- _Assignment_
Find the line with "Query: snow on branch" in the data below, then restate it and all remaining lines exactly, adding nothing.

- _Stored data entries_
_ _ _ _ _
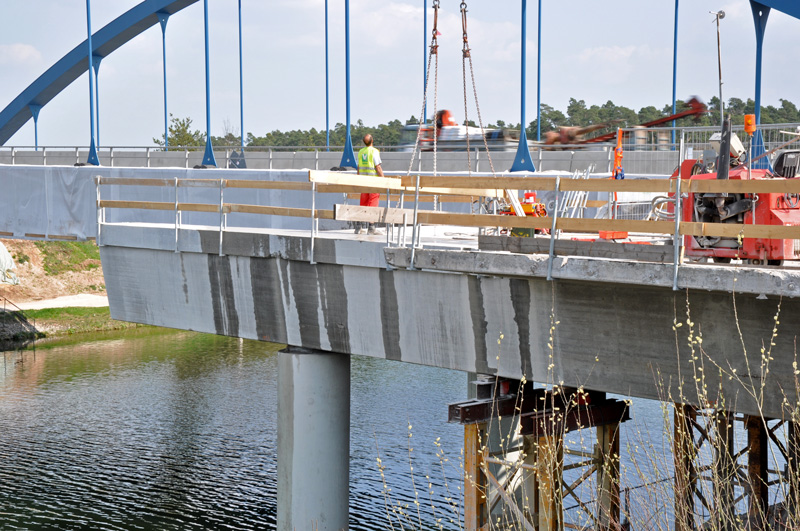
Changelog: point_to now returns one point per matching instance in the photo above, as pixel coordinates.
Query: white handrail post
(177, 215)
(414, 229)
(221, 213)
(99, 209)
(313, 219)
(553, 232)
(676, 242)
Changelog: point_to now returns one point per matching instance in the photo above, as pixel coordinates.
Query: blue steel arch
(74, 64)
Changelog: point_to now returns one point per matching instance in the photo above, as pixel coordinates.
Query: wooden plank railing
(466, 189)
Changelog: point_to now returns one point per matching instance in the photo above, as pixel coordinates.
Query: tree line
(577, 114)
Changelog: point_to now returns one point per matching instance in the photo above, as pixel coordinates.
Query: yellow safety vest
(366, 164)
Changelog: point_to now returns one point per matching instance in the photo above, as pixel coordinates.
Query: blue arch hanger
(74, 64)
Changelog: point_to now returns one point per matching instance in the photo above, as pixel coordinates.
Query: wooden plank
(514, 183)
(564, 247)
(198, 207)
(373, 214)
(127, 181)
(279, 211)
(144, 205)
(267, 185)
(69, 237)
(734, 230)
(764, 186)
(482, 220)
(423, 198)
(328, 177)
(622, 185)
(198, 183)
(473, 192)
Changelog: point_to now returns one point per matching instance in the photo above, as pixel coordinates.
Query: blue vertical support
(162, 20)
(96, 63)
(522, 160)
(208, 157)
(674, 72)
(760, 16)
(35, 112)
(241, 82)
(327, 87)
(424, 119)
(539, 79)
(348, 155)
(92, 147)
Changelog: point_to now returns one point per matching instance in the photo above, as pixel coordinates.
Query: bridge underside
(492, 318)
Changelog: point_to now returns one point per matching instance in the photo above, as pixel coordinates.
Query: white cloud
(19, 53)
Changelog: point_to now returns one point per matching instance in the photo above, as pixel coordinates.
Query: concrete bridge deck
(605, 324)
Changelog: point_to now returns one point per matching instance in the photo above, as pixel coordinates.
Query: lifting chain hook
(465, 51)
(435, 31)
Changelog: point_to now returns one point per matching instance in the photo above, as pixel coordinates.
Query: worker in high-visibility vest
(369, 163)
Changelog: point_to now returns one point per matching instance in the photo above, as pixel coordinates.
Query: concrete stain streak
(521, 302)
(479, 325)
(305, 290)
(185, 281)
(268, 300)
(390, 315)
(333, 298)
(226, 319)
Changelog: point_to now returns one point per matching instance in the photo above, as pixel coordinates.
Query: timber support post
(475, 513)
(725, 470)
(757, 473)
(685, 473)
(313, 440)
(608, 477)
(532, 487)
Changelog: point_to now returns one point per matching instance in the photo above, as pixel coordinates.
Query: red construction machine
(742, 208)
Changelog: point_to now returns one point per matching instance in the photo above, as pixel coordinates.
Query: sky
(596, 51)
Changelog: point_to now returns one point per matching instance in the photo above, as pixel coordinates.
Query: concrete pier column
(313, 440)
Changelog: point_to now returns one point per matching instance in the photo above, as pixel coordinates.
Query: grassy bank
(58, 322)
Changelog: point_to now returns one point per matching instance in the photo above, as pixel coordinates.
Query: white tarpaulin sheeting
(7, 267)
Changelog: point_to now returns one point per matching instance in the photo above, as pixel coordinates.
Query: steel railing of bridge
(462, 189)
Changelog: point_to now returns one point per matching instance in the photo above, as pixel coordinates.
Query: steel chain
(434, 51)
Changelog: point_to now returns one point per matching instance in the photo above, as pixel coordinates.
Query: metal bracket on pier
(531, 466)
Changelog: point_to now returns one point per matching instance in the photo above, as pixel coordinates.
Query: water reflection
(177, 431)
(174, 430)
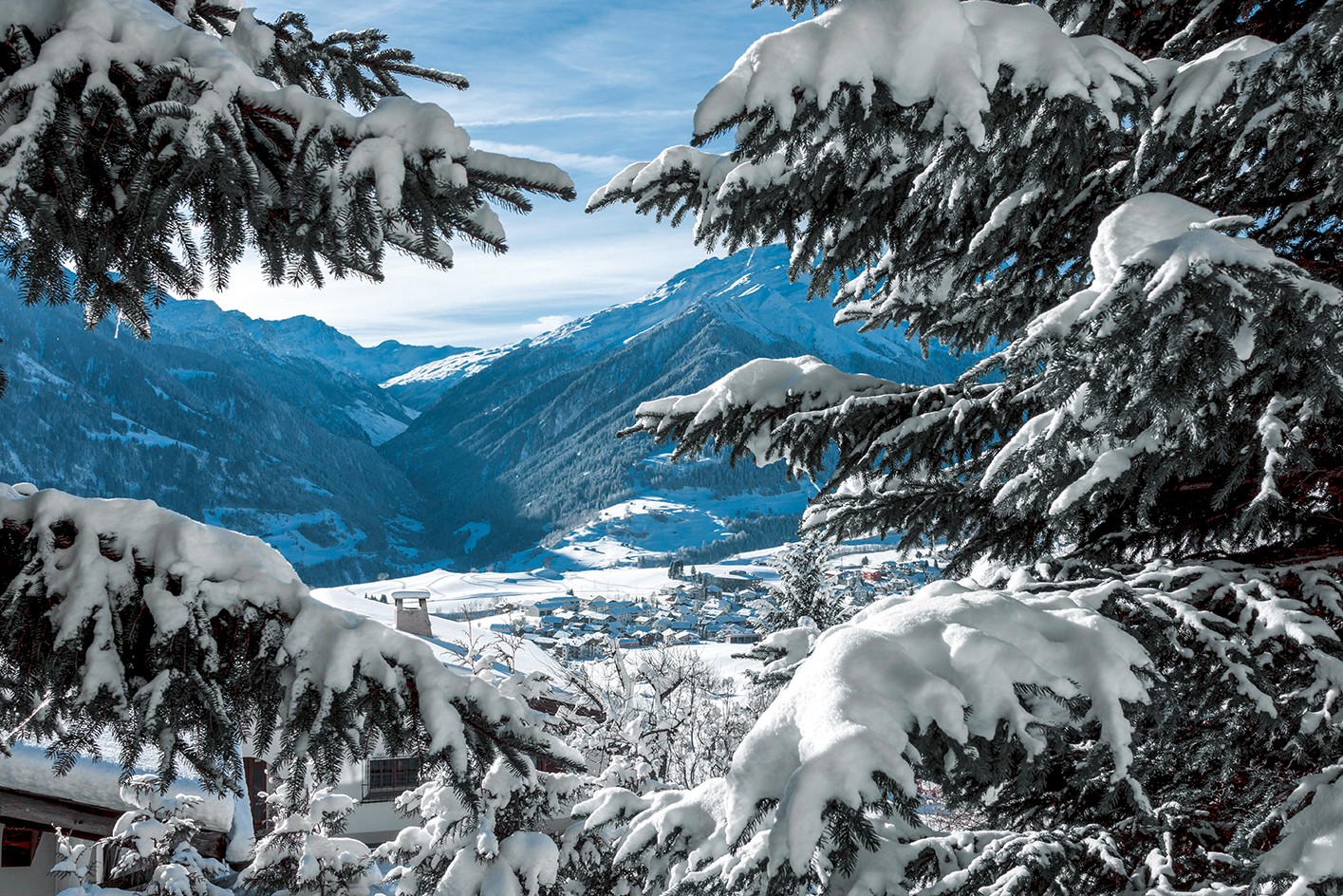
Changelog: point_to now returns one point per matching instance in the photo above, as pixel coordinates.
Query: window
(388, 778)
(18, 847)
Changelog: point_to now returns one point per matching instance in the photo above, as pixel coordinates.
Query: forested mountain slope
(523, 439)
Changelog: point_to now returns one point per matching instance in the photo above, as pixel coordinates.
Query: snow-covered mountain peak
(748, 291)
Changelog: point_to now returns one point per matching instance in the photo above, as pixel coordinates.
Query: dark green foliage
(149, 175)
(106, 629)
(1186, 413)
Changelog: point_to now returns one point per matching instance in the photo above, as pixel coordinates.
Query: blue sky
(589, 84)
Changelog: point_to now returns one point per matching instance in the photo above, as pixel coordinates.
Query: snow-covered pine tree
(149, 849)
(802, 588)
(145, 145)
(305, 854)
(1135, 209)
(122, 621)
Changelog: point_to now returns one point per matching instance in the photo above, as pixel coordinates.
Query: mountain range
(355, 461)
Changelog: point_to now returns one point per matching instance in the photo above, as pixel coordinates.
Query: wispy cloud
(588, 115)
(569, 160)
(543, 324)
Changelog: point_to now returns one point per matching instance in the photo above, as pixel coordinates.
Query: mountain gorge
(521, 445)
(355, 461)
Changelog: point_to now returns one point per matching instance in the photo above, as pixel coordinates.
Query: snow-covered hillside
(748, 291)
(516, 445)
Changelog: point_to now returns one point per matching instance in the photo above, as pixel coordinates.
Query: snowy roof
(94, 782)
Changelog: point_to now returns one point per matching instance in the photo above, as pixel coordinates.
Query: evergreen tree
(305, 854)
(123, 624)
(974, 207)
(145, 145)
(151, 849)
(802, 590)
(1133, 206)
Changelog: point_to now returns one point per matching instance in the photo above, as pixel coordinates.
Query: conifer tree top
(146, 144)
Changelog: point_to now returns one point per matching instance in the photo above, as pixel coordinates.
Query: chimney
(413, 613)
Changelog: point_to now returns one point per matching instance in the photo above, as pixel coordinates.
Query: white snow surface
(135, 34)
(97, 782)
(922, 50)
(763, 384)
(760, 301)
(226, 571)
(913, 662)
(1135, 226)
(1313, 840)
(1198, 86)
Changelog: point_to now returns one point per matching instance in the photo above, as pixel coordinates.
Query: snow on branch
(744, 407)
(920, 154)
(125, 618)
(943, 51)
(1096, 689)
(177, 145)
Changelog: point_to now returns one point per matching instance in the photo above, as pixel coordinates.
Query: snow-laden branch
(183, 637)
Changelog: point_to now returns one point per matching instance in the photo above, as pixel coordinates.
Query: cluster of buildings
_ _ _ _ _
- _Output for this exercise_
Query: snow on branch
(744, 407)
(920, 154)
(125, 618)
(943, 51)
(1096, 689)
(177, 145)
Changelog: point_to now returns one point per matching instance in the photo above, as pixel coordinates.
Query: snow-laden branch
(183, 637)
Changelog: point_to now returns one point per matching instance in the photo above, as pixel coordinates.
Query: cluster of buildings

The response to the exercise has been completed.